# REQUIREMENT
Output every line below exactly.

-- BEGIN GIVEN DATA --

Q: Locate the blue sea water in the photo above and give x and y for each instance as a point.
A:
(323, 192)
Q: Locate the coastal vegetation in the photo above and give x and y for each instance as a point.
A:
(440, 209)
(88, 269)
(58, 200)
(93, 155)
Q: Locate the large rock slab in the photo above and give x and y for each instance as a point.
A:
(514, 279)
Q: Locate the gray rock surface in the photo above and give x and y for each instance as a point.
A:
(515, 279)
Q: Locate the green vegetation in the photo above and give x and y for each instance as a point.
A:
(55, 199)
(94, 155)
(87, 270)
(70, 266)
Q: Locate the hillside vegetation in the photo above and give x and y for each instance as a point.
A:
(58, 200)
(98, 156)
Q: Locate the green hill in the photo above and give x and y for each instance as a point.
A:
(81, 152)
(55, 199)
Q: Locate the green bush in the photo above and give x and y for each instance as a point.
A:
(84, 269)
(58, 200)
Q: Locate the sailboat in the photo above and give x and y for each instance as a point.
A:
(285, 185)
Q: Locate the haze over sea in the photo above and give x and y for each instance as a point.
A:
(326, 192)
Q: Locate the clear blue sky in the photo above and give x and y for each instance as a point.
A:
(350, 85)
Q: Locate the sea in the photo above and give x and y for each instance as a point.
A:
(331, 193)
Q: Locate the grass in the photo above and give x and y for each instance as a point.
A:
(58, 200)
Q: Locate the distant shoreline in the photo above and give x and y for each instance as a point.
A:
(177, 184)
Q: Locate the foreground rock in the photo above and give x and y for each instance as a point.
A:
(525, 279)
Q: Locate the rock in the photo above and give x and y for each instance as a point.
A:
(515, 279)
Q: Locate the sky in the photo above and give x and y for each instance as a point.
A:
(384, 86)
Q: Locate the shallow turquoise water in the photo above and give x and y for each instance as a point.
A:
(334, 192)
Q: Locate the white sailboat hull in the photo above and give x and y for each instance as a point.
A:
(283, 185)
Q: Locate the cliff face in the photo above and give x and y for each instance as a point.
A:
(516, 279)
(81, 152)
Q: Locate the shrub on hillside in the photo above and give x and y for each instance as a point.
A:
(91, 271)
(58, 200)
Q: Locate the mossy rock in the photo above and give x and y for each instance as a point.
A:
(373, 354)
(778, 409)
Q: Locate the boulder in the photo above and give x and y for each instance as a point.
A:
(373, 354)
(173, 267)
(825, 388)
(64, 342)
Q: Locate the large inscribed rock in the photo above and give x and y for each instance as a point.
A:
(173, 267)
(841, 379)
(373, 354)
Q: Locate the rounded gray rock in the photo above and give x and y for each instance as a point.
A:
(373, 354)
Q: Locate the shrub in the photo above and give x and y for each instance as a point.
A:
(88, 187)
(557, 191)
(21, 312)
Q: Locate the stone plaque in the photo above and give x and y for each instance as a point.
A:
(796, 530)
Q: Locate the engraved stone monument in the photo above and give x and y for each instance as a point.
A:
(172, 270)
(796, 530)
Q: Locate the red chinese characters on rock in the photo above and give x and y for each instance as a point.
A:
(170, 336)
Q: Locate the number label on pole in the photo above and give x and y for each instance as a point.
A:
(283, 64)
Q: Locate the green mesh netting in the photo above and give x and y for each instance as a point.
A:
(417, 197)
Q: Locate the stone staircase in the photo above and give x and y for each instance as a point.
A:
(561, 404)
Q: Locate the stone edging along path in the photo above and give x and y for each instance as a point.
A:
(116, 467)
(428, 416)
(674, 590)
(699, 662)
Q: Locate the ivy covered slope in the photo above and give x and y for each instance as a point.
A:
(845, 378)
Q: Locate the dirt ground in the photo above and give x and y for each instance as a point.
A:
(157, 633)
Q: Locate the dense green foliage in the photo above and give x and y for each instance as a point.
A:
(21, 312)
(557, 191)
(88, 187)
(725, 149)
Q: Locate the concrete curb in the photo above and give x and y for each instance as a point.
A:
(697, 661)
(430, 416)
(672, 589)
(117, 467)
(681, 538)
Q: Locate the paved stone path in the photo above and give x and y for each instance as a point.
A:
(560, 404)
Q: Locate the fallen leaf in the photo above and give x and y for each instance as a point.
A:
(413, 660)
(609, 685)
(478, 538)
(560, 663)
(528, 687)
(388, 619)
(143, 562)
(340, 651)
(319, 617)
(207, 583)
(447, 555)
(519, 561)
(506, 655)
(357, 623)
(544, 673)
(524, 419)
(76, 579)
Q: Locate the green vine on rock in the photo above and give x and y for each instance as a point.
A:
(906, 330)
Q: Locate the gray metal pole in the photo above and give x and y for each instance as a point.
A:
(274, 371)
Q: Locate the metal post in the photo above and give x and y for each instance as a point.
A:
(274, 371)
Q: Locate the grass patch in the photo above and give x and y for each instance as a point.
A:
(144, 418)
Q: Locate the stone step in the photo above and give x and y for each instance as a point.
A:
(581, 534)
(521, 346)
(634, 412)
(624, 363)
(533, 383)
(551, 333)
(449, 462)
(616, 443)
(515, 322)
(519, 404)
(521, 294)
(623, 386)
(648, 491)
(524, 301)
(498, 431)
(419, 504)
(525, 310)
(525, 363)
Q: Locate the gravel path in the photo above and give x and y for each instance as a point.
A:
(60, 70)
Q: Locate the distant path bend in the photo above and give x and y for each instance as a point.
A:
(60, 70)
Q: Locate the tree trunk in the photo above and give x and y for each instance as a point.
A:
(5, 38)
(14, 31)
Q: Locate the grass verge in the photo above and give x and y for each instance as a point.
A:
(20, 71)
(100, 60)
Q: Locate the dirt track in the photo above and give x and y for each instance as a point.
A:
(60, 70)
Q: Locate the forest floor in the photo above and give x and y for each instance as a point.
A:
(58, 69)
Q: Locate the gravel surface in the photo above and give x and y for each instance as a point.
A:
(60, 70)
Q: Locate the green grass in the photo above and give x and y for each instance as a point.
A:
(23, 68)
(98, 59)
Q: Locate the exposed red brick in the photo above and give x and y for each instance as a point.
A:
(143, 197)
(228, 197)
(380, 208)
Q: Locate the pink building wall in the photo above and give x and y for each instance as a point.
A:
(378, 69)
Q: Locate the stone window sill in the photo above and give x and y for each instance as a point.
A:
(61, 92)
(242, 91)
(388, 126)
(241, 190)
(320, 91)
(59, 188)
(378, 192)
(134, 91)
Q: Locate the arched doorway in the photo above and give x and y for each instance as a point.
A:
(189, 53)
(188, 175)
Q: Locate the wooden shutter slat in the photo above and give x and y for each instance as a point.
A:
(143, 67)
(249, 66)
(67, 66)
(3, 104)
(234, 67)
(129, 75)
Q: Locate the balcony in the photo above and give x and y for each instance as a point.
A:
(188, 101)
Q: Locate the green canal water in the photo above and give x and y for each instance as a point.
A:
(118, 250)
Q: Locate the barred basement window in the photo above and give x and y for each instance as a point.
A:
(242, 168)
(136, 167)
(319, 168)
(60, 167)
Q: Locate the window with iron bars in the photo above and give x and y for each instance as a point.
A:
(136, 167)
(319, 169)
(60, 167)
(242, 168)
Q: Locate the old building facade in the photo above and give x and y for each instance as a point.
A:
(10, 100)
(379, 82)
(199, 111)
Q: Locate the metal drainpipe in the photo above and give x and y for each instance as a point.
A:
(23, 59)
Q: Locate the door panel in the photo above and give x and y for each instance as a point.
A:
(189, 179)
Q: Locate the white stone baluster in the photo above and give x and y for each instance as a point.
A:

-- END GIVEN DATA --

# FINISHED EXERCISE
Q: Locate the blue sea water in the photo above and give x and y for each instance as a point.
A:
(323, 192)
Q: Locate the coastal vegetation in the photo above and give x and y for each instance as a point.
A:
(440, 209)
(88, 269)
(58, 200)
(93, 155)
Q: Locate the large rock slab in the photo above and give x and y for each instance as a point.
A:
(514, 279)
Q: Locate the gray rock surface in the photo above and give x and y for each instance as a point.
A:
(515, 279)
Q: Locate the green vegetation in the photo above and give x and y for each instance as a point.
A:
(55, 199)
(94, 155)
(87, 270)
(70, 266)
Q: Locate the hillside vegetation in the photo above and give x and y for each instance as a point.
A:
(58, 200)
(98, 156)
Q: Locate the green hill in the photo above and give x and y for each instance as a point.
A:
(81, 152)
(55, 199)
Q: Locate the green bush in the photo above and give x and y for each instance as a point.
A:
(84, 269)
(58, 200)
Q: Locate the sailboat in the photo above and give x and y for each instance as a point.
A:
(285, 185)
Q: Locate the haze over sea in the photo above and give x and y for each instance as a point.
A:
(326, 192)
Q: Locate the clear blue sky in the photo above and give x and y for each instance as a point.
A:
(350, 85)
Q: Locate the sea in the photo above and give x and y for each instance as a point.
A:
(331, 193)
Q: Locate the grass in the photo above and give x and y for each instance as a point.
A:
(58, 200)
Q: Locate the distant shoreline in the photo above and give x and y for each instance as a point.
A:
(177, 184)
Q: Locate the foreground rock in the photo above and give x and y for each instance as a point.
A:
(525, 279)
Q: Locate the rock in the photo above and give x and y for each instance as a point.
A:
(515, 279)
Q: Locate the sky in the photo above and give x and y for each instance as a point.
A:
(384, 86)
Q: Locate the shallow turquoise water in the photo above and give x and y for each instance as a point.
A:
(334, 192)
Q: Locate the white sailboat hull in the photo above and give x and y for each instance as a point.
A:
(283, 185)
Q: Locate the cliff face in the photo above and give x and y for each instance as a point.
A:
(516, 279)
(81, 152)
Q: Locate the shrub on hillside in the photo above and give x and y for each instance as a point.
A:
(91, 271)
(58, 200)
Q: Locate the mossy rock in the photo above and give x and y for each instance as a point.
A:
(373, 354)
(778, 409)
Q: Locate the boulder in the photo above and give x and y for each instance as a point.
A:
(373, 354)
(173, 267)
(825, 388)
(64, 342)
Q: Locate the large inscribed rock in the photo above and give x and y for each instance as a point.
A:
(173, 267)
(841, 379)
(373, 354)
Q: Locate the rounded gray rock in the photo above and give x and y for each instance as a point.
A:
(373, 354)
Q: Locate the shrub in the photo above and give x and y for each instance as a point.
A:
(88, 187)
(557, 191)
(21, 312)
Q: Locate the stone plaque in the photo above and give x and y for each instance as a point.
A:
(796, 530)
Q: Locate the engraved stone monument in the photo above and give x and y for each instance as a point.
A:
(172, 270)
(796, 530)
Q: Locate the red chinese characters on rock in the photo above and give x and y for each instance as a point.
A:
(170, 336)
Q: Locate the number label on pole in the photo above and give x and y for each instance as a point.
A:
(283, 64)
Q: Locate the green mesh netting in the photo above and give x and y for each instance as a point.
A:
(417, 197)
Q: Locate the stone staircase in the photo above and give x and y for each instance as a point.
A:
(561, 404)
Q: Locate the stone edging along path in the photo above and give x and y for each instance as a point.
A:
(116, 467)
(428, 416)
(674, 590)
(699, 662)
Q: Locate the ivy covered slope in the photo above and give x and y for each instance as a point.
A:
(845, 378)
Q: Locate the dirt ground in the photo above and give x and y for each instance as a point.
A:
(157, 633)
Q: Locate the dense green foliage in the photo above and give x and y for each instance as a point.
A:
(21, 312)
(557, 191)
(88, 187)
(725, 149)
Q: Locate the concrete curb in the photo above and give x and y for each instance as a point.
A:
(697, 661)
(430, 416)
(672, 589)
(117, 467)
(681, 538)
Q: Locate the paved stone path in the photo above and give x and y for each instance as a point.
A:
(560, 404)
Q: Locate the fallen leaf in the photo above and give x and y for each instance as a point.
A:
(413, 660)
(609, 685)
(478, 538)
(560, 663)
(528, 687)
(388, 619)
(143, 562)
(340, 651)
(319, 617)
(207, 583)
(447, 555)
(519, 561)
(506, 655)
(357, 623)
(544, 673)
(524, 419)
(76, 579)
Q: Locate the green vine on rock in the photo above and give x and y for each instance as a point.
A:
(906, 330)
Q: Locate the gray metal pole in the photo above and give x and y for each instance as a point.
A:
(274, 371)
Q: Locate the metal post in the photo above and give x and y for each instance as a point.
A:
(274, 371)
Q: Locate the grass patch in the photo above and give x and y for each instance as a point.
A:
(144, 418)
Q: Locate the stone step in the photo above and give x and y for each instance as a point.
A:
(581, 534)
(521, 346)
(634, 412)
(624, 363)
(533, 383)
(551, 333)
(449, 462)
(616, 443)
(515, 322)
(519, 404)
(521, 294)
(623, 386)
(648, 491)
(524, 301)
(498, 431)
(419, 504)
(525, 310)
(525, 363)
Q: Locate the gravel path in the photo above and give x and y for each instance as a point.
A:
(60, 70)
Q: Locate the distant path bend in the photo above and give x and y for each instance as a point.
A:
(60, 70)
Q: Locate the tree trunk in the photo above and give x and y for each instance as a point.
A:
(5, 38)
(14, 31)
Q: Locate the grass verge in the photo above and give x and y for each instance as a point.
A:
(20, 71)
(100, 60)
Q: Locate the dirt track in the photo above and give x and y for each instance as a point.
A:
(60, 70)
Q: Locate the forest floor in the photo above and give x and y for each instance as a point.
A:
(58, 69)
Q: Locate the gravel surface in the photo above and give x and y for each instance as a point.
A:
(60, 70)
Q: Locate the green grass in the photo above and give x and y for each instance as a point.
A:
(23, 68)
(98, 59)
Q: Locate the exposed red brick in the photo above and give x and y for each instance as a point.
A:
(143, 197)
(228, 197)
(380, 208)
Q: Locate the pink building wall in the photo above and give x and y for each instance as a point.
A:
(378, 69)
Q: Locate the stone window sill in the photo above and give x and y for each instance as a point.
A:
(61, 92)
(242, 91)
(388, 126)
(241, 190)
(320, 91)
(59, 188)
(378, 192)
(134, 91)
Q: Locate the arched doorway in the photo above and give x and y for each instance as a point.
A:
(189, 53)
(188, 175)
Q: Locate the wooden shutter slat in the photo above and give x and y for each instance as a point.
A:
(143, 67)
(249, 66)
(67, 66)
(3, 104)
(234, 67)
(129, 75)
Q: Locate the balcony in the photo above and give x and y for each instance as a point.
A:
(188, 101)
Q: Locate the green canal water in the photo above and give x and y for each instance as a point.
A:
(118, 250)
Q: Locate the barred basement window in the photo above and give x and y for each instance as a point.
A:
(242, 168)
(136, 167)
(319, 168)
(60, 167)
Q: Locate the window with iron bars in the photo above and give x and y for each instance as a point.
A:
(136, 167)
(319, 169)
(60, 167)
(242, 168)
Q: Locate the old building facade in the photo above and give x and y for each instance as a point.
A:
(10, 100)
(379, 82)
(199, 111)
Q: Locate the metal drainpipe in the photo above and give x and y for each instance as a point.
A:
(23, 59)
Q: Locate the door panel in the photo above and give x and y for each instance as a point.
A:
(189, 179)
Q: Locate the white stone baluster in the photo above and give x and y for each instance as a point.
A:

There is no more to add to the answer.